DOCUMENT TEXT
2009

IFRIC 19 on liability-equity swaps

27 Nov 2009

The International Financial Reporting Interpretations Committee has issued IFRIC Interpretation 19 'Extinguishing Liabilities with Equity Instruments' following its approval by the IASB.

The Interpretation applies when a debtor extinguishes a liability fully or partly by issuing equity instruments to the creditor. IFRIC's key conclusions in IFRIC 19:
  • If a debtor issues equity instruments to a creditor to extinguish all or part of a financial liability, those equity instruments are 'consideration paid' in accordance with IAS 39.41. Accordingly, the debtor should derecognise the financial liability fully or partly.
  • The debtor should measure the equity instruments issued to the creditor at fair value, unless fair value is not reliably determinable, in which case the equity instruments issued are measured at the fair value of the liability extinguished.
  • If only part of a liability is extinguished, the debtor must determine whether any part of the consideration paid relates to modification of the terms of the remaining liability. If it does, the debtor must allocate the fair value of the consideration paid between the liability extinguished and the liability retained.
  • The debtor recognises in profit or loss the difference between the carrying amount of the financial liability (or part) extinguished and the measurement of the equity instruments issued.

INFORMATION SHOWN

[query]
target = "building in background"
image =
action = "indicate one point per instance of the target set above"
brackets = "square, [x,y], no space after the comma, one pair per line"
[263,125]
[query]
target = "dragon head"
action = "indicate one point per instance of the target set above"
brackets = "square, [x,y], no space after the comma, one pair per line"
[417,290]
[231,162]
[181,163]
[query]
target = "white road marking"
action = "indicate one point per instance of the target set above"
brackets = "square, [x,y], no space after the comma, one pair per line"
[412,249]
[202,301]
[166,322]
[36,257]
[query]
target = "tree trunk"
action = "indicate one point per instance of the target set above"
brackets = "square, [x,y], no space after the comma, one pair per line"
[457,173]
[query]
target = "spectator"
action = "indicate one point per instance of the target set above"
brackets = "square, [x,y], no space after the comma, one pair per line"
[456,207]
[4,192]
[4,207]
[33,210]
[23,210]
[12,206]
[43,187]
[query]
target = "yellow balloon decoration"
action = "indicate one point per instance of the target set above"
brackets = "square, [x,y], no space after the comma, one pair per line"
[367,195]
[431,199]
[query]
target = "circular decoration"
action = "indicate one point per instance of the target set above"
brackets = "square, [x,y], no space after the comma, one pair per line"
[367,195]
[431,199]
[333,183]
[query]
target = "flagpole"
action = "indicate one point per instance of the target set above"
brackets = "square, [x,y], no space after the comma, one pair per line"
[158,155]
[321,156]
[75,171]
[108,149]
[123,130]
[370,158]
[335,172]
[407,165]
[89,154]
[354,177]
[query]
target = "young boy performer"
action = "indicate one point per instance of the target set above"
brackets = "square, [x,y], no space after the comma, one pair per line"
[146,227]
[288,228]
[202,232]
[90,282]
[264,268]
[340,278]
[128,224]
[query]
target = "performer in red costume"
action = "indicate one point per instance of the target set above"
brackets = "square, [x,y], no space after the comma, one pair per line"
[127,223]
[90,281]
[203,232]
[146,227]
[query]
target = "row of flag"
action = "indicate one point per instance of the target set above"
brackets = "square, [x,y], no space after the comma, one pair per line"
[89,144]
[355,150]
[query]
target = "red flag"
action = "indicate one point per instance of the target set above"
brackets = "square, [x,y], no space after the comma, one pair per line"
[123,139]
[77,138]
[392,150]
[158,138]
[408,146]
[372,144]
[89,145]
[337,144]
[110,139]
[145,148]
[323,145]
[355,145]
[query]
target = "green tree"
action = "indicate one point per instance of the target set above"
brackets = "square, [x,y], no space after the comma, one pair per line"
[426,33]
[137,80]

TASK LIST
1. Answer these questions using the IFRIC 19 announcement:
(a) Which body approved IFRIC Interpretation 19 before it was issued?
(b) When fair value of the equity instruments cannot be reliably determined, at what amount are they measured?
(c) Where does the debtor recognize the difference between the carrying amount of the liability extinguished and the measurement of the equity instruments issued?
2. Write the next part of the IFRIC 19 announcement, picking up after its final bullet point.

RESPONSES PER TASK
1.
(a) The IASB.
(b) At the fair value of the liability extinguished.
(c) In profit or loss.

2.
  • When only part of the liability is extinguished, the debtor must determine whether the terms of the remaining debt have been substantially modified (taking into account any portion of the consideration paid that was allocated to the remaining debt). If there has been a substantial modification, the debtor should account for an extinguishment of the old remaining liability and the recognition of a new liability (see IAS 39.40).
IFRIC 19 must be applied in annual periods beginning on or after 1 July 2010. Earlier application is permitted. It would be applied retrospectively from the beginning of the earliest comparative period presented. Click for:

 

IASB amends IFRIC 14

27 Nov 2009

On 26 November 2009, the IASB issued 'Prepayments of a Minimum Funding Requirement (Amendments to IFRIC 14)'.

The amendments correct an unintended consequence of IFRIC 14 IAS 19 – The Limit on a Defined Benefit Asset, Minimum Funding Requirements and their Interaction.

Without the amendments, in some circumstances entities are not permitted to recognise as an asset some voluntary prepayments for minimum funding contributions. This was not intended when IFRIC 14 was issued, and the amendments correct the problem.

The amendments are effective for annual periods beginning 1 January 2011, with earlier application permitted. The amendments must be applied retrospectively to the earliest comparative period presented. Click for IASB Press Release (PDF 101k).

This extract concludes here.